■ SELECTED PASSAGE:

:::::

Friday, August 31, 2007

at least my ride wasn't that bad

actual overheard conversation:
girl 1: "how long was your ride to site?"
girl 2: "21 hours on the way there...24 on the way back, but that was only because of the bandits."

Tuesday, August 28, 2007

site visit

goats have to ride the bus too.



















My village is called Niasso and is near San, in the Segou region. Yes, we are all getting schooled in Malian geography now. It is a fun 7 hour bus ride to get to my site. (on a big bus, not the goat bus)



The tally:
population of Niasso: ~1500 people
closest Fanta: 18k away
closest internet: 3 hours by bus (as far as I know)
cell phone reception: 100% while i'm laying in bed. yes!!



luckily the town of San, my Fanta source, also has a Peace Corps house with electricity and running water and a refrigerator!!! and beds if I need to sleep there. oh yeah, and an oven to make brownies!!! which the current PCVs in the San region did f0r us when we arrived. A few days later we made tacos, and I think I fell in love. god bless a full stomach-it hasn't happened very much lately. It rarely happens for Malians, though, so sometimes I feel bad complaining. But I do love brownies.


Check my new house! I don't get to move in for a month, though. The little stairs on the side are so I can climb up and sleep on the roof during hot season. It's totally made of mud and sticks (!!) I don't have electricity or running water, but the pump is right across the road from me! I carried my bathwater bucket from the pump on my head the other day, and it is definitely the most efficient way to carry water, just so you know. And I think, in the long run, I will only have to have several back and neck surgeries! (just kidding)





















so...thanks soooo much for the letters and packages!! I'll be getting a new address soon and I'll post it up here. good things to send, in case you were wondering... food! mac & cheese, brownie mix, cheez its, skittles, trail mix, trashy magazines or whatever other general goodness you care to share. also, I have a cell phone, but I haven't used it that much yet. please call me, I'm lonely!!

:::::

■ RECORDED DATA:
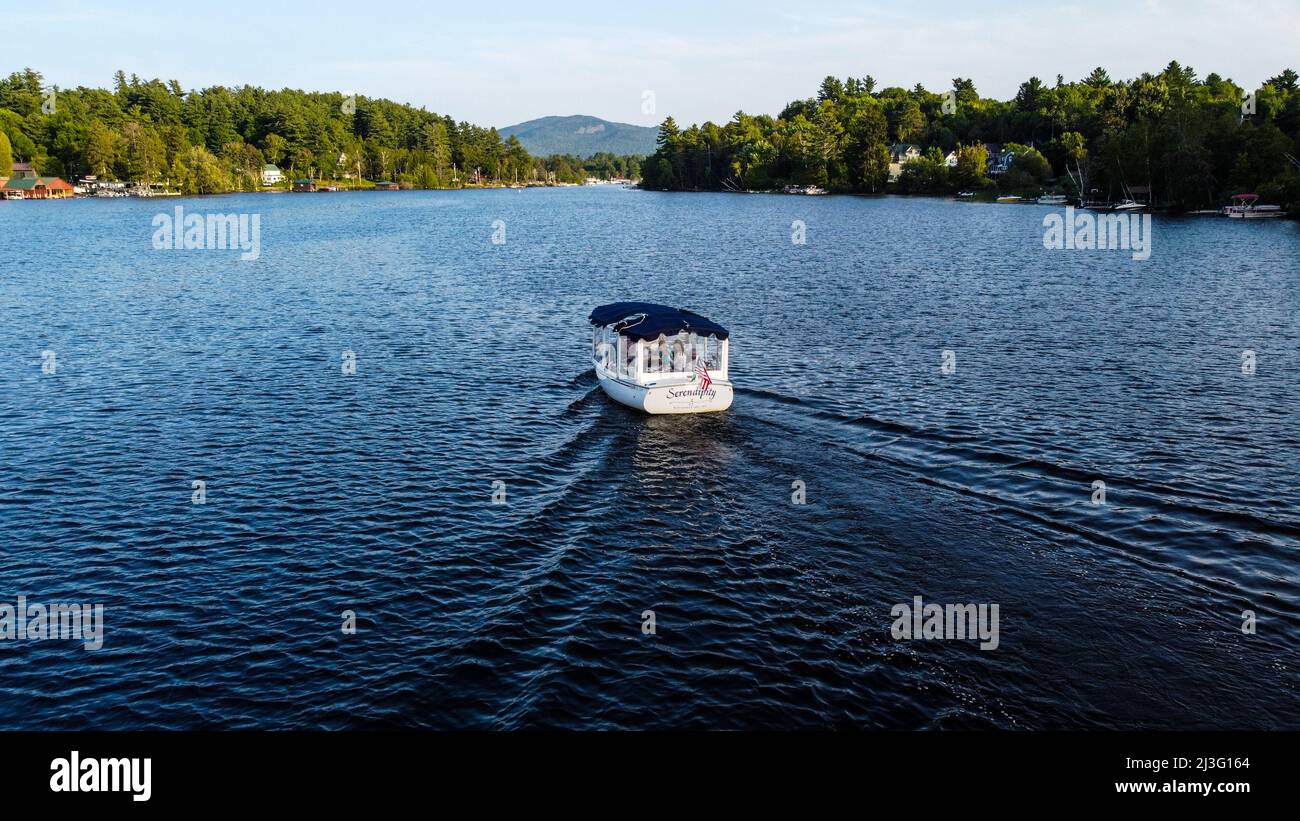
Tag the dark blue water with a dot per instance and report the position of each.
(372, 492)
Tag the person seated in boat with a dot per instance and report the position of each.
(679, 355)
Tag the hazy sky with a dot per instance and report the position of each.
(502, 61)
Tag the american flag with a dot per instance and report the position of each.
(705, 382)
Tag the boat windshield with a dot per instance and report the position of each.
(680, 352)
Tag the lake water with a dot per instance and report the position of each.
(373, 491)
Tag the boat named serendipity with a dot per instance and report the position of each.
(1246, 207)
(659, 359)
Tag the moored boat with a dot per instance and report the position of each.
(1246, 207)
(659, 359)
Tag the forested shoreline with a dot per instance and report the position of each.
(217, 139)
(1186, 142)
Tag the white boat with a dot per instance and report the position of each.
(659, 359)
(1244, 207)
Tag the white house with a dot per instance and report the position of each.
(898, 155)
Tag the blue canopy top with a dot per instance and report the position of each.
(648, 320)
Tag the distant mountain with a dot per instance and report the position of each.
(581, 137)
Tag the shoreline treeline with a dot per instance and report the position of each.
(217, 139)
(1186, 140)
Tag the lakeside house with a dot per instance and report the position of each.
(898, 155)
(999, 161)
(26, 185)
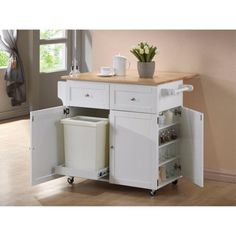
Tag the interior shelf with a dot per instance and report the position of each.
(169, 160)
(169, 125)
(168, 143)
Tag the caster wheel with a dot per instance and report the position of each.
(152, 193)
(70, 180)
(175, 182)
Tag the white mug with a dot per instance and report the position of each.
(104, 70)
(119, 65)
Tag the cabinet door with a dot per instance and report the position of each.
(192, 145)
(47, 144)
(133, 153)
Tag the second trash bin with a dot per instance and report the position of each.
(86, 143)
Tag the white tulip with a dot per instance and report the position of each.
(141, 51)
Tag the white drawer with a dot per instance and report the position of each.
(166, 97)
(138, 98)
(88, 94)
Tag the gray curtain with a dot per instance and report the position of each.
(14, 76)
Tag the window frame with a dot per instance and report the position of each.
(67, 40)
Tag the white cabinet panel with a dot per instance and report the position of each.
(47, 146)
(138, 98)
(133, 154)
(192, 145)
(88, 94)
(61, 91)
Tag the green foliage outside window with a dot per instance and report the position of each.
(4, 57)
(52, 34)
(52, 56)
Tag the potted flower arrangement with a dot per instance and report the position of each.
(145, 53)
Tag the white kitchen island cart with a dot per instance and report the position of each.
(153, 139)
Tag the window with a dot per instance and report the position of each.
(4, 57)
(53, 50)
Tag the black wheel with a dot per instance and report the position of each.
(175, 182)
(152, 193)
(70, 180)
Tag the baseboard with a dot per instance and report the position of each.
(21, 111)
(219, 176)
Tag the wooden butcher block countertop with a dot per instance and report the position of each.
(133, 78)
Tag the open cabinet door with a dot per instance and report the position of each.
(47, 143)
(191, 133)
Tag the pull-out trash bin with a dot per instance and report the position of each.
(86, 143)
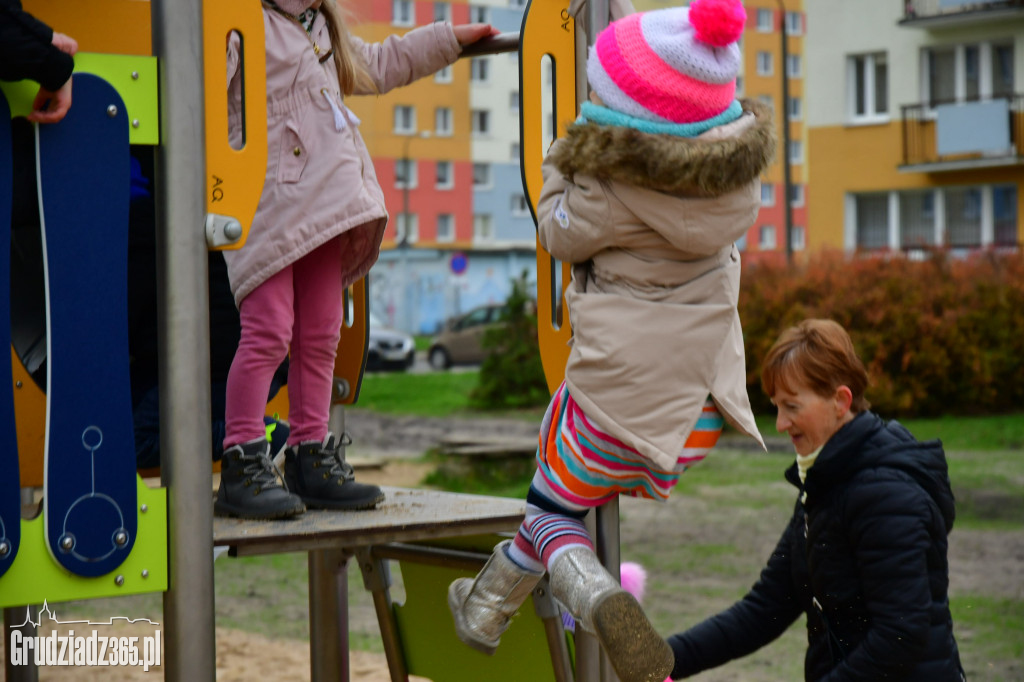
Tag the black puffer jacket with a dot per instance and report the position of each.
(26, 49)
(864, 557)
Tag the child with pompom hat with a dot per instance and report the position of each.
(645, 196)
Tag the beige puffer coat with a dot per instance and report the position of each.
(320, 180)
(649, 222)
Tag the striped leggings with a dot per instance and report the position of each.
(581, 467)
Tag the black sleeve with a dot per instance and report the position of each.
(27, 50)
(767, 610)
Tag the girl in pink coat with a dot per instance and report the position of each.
(645, 196)
(316, 230)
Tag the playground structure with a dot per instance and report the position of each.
(160, 540)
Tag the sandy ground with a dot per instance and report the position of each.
(385, 448)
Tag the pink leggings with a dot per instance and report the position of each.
(301, 307)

:::::

■ EXERCISE REQUIREMENTS:
- a) Please repeat the blog post about Niasso from "cell phone reception: 100%" to "do love brownies.".
- b) According to the blog post about Niasso, what is the population of Niasso?

■ OUTPUTS IN ORDER:
- a)
cell phone reception: 100% while i'm laying in bed. yes!!



luckily the town of San, my Fanta source, also has a Peace Corps house with electricity and running water and a refrigerator!!! and beds if I need to sleep there. oh yeah, and an oven to make brownies!!! which the current PCVs in the San region did f0r us when we arrived. A few days later we made tacos, and I think I fell in love. god bless a full stomach-it hasn't happened very much lately. It rarely happens for Malians, though, so sometimes I feel bad complaining. But I do love brownies.

- b) About 1,500 people.